__WORK INSTRUCTIONS__.
Say how many lines of the material include "crowd". Give the number without any other text.

__THE DATA__.
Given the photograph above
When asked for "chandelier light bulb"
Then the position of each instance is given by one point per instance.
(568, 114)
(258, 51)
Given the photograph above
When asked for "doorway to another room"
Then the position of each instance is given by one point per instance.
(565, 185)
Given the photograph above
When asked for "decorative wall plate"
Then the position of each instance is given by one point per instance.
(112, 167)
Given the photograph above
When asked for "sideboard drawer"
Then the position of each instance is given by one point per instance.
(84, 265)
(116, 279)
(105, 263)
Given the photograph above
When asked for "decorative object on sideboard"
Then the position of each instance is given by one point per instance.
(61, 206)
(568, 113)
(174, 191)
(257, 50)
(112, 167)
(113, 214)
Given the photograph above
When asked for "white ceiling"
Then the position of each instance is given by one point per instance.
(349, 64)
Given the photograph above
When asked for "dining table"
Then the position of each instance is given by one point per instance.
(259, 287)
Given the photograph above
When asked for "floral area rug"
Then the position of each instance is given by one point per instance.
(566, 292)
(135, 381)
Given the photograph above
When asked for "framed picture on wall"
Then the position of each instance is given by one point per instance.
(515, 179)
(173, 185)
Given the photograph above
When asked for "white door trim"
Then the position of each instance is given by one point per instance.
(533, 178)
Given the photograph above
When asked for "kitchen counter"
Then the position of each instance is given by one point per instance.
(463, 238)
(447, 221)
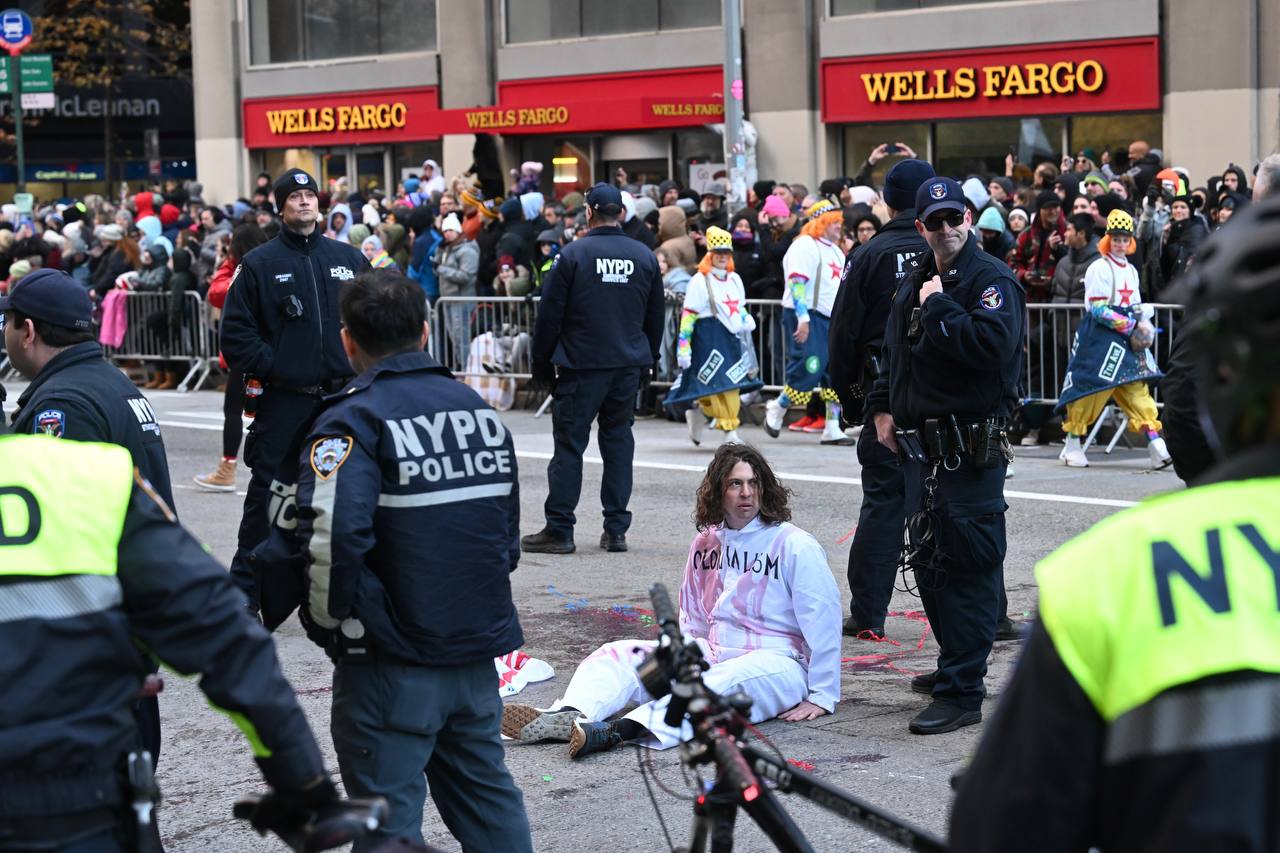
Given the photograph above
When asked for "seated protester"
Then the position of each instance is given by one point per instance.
(757, 596)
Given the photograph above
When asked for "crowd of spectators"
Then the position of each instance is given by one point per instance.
(453, 238)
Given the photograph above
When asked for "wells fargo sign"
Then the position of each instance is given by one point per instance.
(1043, 80)
(343, 118)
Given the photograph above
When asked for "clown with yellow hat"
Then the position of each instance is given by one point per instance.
(813, 268)
(714, 347)
(1111, 357)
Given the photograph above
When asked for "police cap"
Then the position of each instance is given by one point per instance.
(53, 296)
(938, 194)
(604, 199)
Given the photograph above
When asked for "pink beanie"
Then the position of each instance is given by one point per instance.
(775, 206)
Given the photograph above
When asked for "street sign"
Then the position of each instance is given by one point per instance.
(37, 72)
(16, 31)
(37, 100)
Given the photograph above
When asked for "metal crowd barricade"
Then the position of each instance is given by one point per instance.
(484, 336)
(150, 337)
(1050, 338)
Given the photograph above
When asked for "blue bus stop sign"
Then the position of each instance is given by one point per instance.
(16, 31)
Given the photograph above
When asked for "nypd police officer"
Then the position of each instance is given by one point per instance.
(872, 276)
(76, 393)
(92, 566)
(408, 514)
(947, 382)
(280, 329)
(598, 329)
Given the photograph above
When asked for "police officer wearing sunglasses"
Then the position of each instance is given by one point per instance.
(946, 387)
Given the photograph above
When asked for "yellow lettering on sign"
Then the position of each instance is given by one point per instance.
(1096, 69)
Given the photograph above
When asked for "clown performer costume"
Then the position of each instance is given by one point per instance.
(757, 596)
(812, 268)
(1111, 356)
(714, 333)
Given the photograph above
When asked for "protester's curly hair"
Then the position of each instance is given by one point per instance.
(709, 509)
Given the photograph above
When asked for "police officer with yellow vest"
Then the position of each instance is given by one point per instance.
(80, 593)
(1143, 715)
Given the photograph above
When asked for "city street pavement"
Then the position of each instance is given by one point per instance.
(568, 605)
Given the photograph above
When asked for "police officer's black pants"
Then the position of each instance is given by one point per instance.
(963, 600)
(878, 538)
(398, 729)
(279, 416)
(581, 397)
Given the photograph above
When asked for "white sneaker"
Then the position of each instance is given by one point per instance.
(1073, 452)
(773, 415)
(1160, 456)
(696, 422)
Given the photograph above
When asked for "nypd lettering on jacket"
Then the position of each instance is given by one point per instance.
(446, 447)
(615, 270)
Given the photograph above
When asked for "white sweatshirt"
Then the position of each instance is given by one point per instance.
(766, 587)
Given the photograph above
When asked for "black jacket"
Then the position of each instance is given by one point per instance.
(408, 512)
(602, 305)
(69, 678)
(967, 357)
(83, 397)
(280, 320)
(871, 277)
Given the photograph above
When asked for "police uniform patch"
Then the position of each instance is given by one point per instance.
(51, 422)
(992, 299)
(329, 454)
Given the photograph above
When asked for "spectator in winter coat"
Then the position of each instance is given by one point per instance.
(996, 240)
(1040, 246)
(456, 264)
(673, 238)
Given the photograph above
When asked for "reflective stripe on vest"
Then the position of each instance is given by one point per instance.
(1170, 592)
(62, 506)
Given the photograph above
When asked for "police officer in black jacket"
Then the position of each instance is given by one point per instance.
(598, 331)
(408, 512)
(947, 384)
(76, 393)
(280, 328)
(872, 276)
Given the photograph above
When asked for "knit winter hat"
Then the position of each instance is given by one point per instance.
(991, 220)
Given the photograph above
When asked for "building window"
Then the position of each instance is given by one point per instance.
(291, 31)
(530, 21)
(863, 7)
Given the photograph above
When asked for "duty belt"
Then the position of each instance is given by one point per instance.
(328, 387)
(950, 441)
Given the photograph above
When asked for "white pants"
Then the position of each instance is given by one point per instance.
(606, 683)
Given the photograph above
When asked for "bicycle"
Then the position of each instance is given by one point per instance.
(720, 728)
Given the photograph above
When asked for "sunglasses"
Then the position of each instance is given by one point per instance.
(952, 219)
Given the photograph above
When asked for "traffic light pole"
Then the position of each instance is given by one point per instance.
(16, 87)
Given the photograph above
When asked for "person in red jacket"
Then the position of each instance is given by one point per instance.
(242, 240)
(1041, 243)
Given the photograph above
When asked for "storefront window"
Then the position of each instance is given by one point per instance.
(286, 31)
(863, 7)
(860, 140)
(981, 147)
(1115, 132)
(530, 21)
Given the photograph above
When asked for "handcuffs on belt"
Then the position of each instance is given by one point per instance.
(942, 442)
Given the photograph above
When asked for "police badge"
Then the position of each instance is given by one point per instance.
(329, 454)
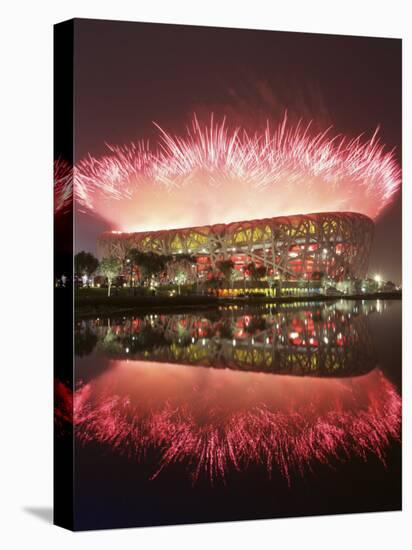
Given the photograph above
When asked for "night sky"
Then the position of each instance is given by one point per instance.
(128, 75)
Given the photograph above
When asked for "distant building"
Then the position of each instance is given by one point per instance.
(312, 247)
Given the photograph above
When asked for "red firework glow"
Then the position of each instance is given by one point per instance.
(211, 422)
(214, 174)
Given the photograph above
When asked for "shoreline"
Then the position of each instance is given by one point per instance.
(90, 306)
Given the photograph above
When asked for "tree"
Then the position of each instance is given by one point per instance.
(180, 269)
(110, 268)
(227, 268)
(85, 263)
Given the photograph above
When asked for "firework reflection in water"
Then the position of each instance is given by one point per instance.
(214, 421)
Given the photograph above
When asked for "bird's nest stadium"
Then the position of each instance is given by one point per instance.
(298, 247)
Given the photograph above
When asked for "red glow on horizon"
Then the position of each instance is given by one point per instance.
(214, 174)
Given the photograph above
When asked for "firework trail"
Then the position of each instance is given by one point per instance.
(285, 170)
(283, 423)
(63, 186)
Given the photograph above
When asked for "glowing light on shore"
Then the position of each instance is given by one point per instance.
(214, 174)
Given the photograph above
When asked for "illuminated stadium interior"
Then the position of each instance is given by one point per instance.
(300, 247)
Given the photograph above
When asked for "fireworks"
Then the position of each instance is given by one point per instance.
(214, 174)
(63, 186)
(212, 423)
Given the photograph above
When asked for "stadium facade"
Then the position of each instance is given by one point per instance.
(299, 247)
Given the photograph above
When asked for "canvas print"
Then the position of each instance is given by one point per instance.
(227, 274)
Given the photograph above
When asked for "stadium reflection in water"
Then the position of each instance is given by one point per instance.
(279, 388)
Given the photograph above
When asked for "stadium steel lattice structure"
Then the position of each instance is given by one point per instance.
(335, 244)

__SOLUTION TO THIS PROBLEM__.
2